◆ **TASK TO CARRY OUT**
Copy all of the lines below word for word, and leave the pictures out of your copy.
Begin
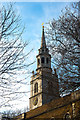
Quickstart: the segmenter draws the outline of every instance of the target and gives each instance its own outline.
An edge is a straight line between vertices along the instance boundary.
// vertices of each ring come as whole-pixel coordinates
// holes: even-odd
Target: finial
[[[42,23],[41,25],[42,25],[42,28],[44,28],[44,23]]]
[[[32,71],[32,74],[34,75],[34,70]]]

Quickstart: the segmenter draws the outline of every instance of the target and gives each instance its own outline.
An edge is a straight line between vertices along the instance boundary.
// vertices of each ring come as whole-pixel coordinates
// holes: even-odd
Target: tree
[[[48,46],[59,76],[60,92],[80,87],[80,15],[79,4],[66,7],[57,20],[49,23]]]
[[[25,52],[28,42],[22,40],[24,27],[13,6],[10,3],[0,8],[0,108],[23,96],[20,87],[31,64],[27,60],[32,50]]]

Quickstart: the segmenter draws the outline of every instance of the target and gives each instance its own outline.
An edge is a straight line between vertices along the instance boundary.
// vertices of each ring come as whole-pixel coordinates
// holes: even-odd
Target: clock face
[[[37,103],[38,103],[38,98],[35,97],[35,98],[33,99],[33,104],[34,104],[34,105],[37,105]]]

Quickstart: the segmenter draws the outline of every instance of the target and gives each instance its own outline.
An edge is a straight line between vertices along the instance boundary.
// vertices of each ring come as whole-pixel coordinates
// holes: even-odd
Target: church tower
[[[37,58],[36,74],[31,77],[30,110],[59,98],[58,76],[52,73],[51,55],[46,47],[44,26],[42,27],[41,47]]]

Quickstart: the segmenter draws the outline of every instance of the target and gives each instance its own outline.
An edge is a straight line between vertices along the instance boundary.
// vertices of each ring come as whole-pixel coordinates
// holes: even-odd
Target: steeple
[[[42,39],[41,39],[41,48],[46,48],[45,35],[44,35],[44,26],[42,26]]]
[[[51,55],[46,46],[44,26],[42,26],[41,47],[37,58],[36,74],[32,72],[30,110],[59,98],[58,78],[52,74]],[[56,71],[55,71],[56,73]]]

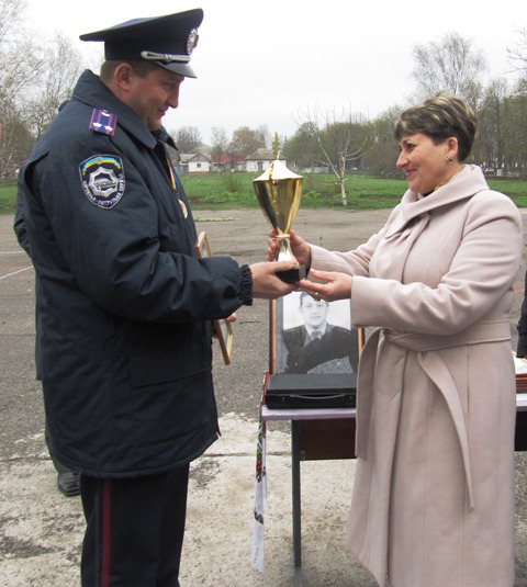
End
◆ **REPLY**
Quickstart: the segmenter draws the outline of every instance of the target and gives each instance its own outline.
An edge is a straight line between vertices along the instance boundary.
// vertices of each ring come as whole-pixel coordinates
// holes: even-odd
Target: finial
[[[42,23],[41,25],[42,25],[42,28],[44,28],[44,23]]]
[[[32,71],[32,74],[34,75],[34,70]]]

Quickstart: the segmenter draws the outline of every instance of the target and gives each instance its own outline.
An edge is a straight line between vertices along the instance boundary.
// vertices of each ring come as whole-pixel coordinates
// holes: even-odd
Target: tree
[[[48,46],[59,76],[60,92],[80,87],[80,15],[79,4],[66,7],[57,20],[49,23]]]
[[[25,52],[28,42],[22,40],[24,27],[13,6],[10,3],[0,8],[0,108],[23,96],[20,87],[31,64],[27,60],[32,50]]]

Quickstart: the segmenter draws the outline of every instance of the target and gives each instance its own outline.
An edge is a straight line between vertices along the instance boundary.
// vertices of each ring come as whole-pixel coordinates
// holes: even-odd
Target: clock face
[[[37,103],[38,103],[38,98],[35,97],[35,98],[33,99],[33,104],[34,104],[34,105],[37,105]]]

Quickstart: the segmenter draws the outline of every instance of the target and gives each instance its own outline.
An edge is a straight line between vertices along the instance boundary.
// vertices of each ring come as whole-pixel coordinates
// holes: even-odd
Target: church tower
[[[37,58],[36,74],[31,77],[30,110],[59,98],[58,76],[52,73],[51,55],[46,47],[44,26],[42,27],[41,47]]]

Quickstart: the segmenter draws the outline of every instance of the target and gives each instance its own outline.
An edge is a straight line between vertices along the instance boundary.
// vertices of each ring come as whole-pixel coordinates
// holes: even-odd
Target: steeple
[[[42,39],[41,39],[41,48],[46,48],[45,35],[44,35],[44,26],[42,26]]]
[[[51,55],[46,46],[44,26],[42,26],[41,47],[37,58],[36,74],[32,72],[30,110],[59,98],[58,78],[52,74]],[[56,71],[55,71],[56,73]]]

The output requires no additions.